__Exercise text__
[Start of section]

Carbon Balance and Forest Disturbance in the West Cascades

By CIRCulator Editorial Staff

Reprinted from: The Climate CIRCulator

Late afternoon sunlight through the forest
Late afternoon sunlight. (Photo: Oregon Department of Forestry, Jennifer Erdman, some rights reserved.)

FORESTS’ ABILITY to “breathe in” carbon dioxide (CO2) is widely understood to act as a kind of offset or buffer to human-caused climate change. Put simply, forests are essentially picking up the slack—at least some of it—for our heavy carbon-emitting lifestyles. However, forests’ capacity to act as carbon sinks isn’t an absolute given.

Forests are vulnerable to all kinds of disturbances, from wildfires to the regular harvesting of trees for timber, and this can affect their ability to store carbon. What’s more, researchers are only now beginning to grasp what disturbances mean for carbon cycling at the regional level. (Broadly speaking, the carbon cycle constitutes the uptake, emission, and exchange of carbon between the biosphere—plants, animals, and microbes—and the atmosphere.) Recently, researchers tackled this brainteaser for one Northwest ecoregion.

[End of section]

__Exercise instructions__
1 - In the forest carbon article, what does the carbon cycle constitute?
2 - Reproduce verbatim the stretch of the forest carbon article from "Forests are vulnerable" through "one Northwest ecoregion.".

__Collected material__
[Start of section]

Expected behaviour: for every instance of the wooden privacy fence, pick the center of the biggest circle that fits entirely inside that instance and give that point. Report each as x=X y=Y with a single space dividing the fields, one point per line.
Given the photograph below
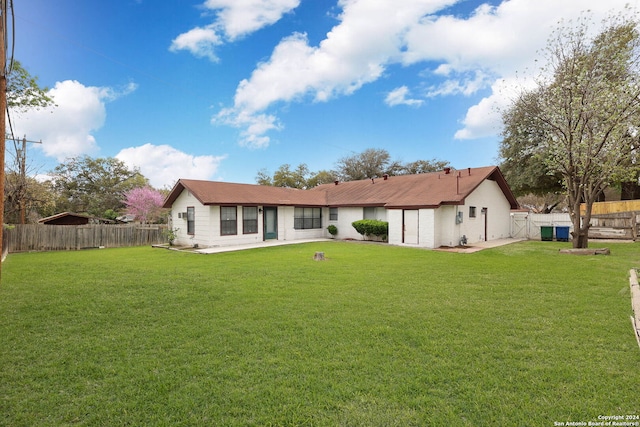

[End of section]

__Activity answers__
1 - It constitutes the uptake, emission, and exchange of carbon between the biosphere (plants, animals, and microbes) and the atmosphere.

2 -
Forests are vulnerable to all kinds of disturbances, from wildfires to the regular harvesting of trees for timber, and this can affect their ability to store carbon. What’s more, researchers are only now beginning to grasp what disturbances mean for carbon cycling at the regional level. (Broadly speaking, the carbon cycle constitutes the uptake, emission, and exchange of carbon between the biosphere—plants, animals, and microbes—and the atmosphere.) Recently, researchers tackled this brainteaser for one Northwest ecoregion.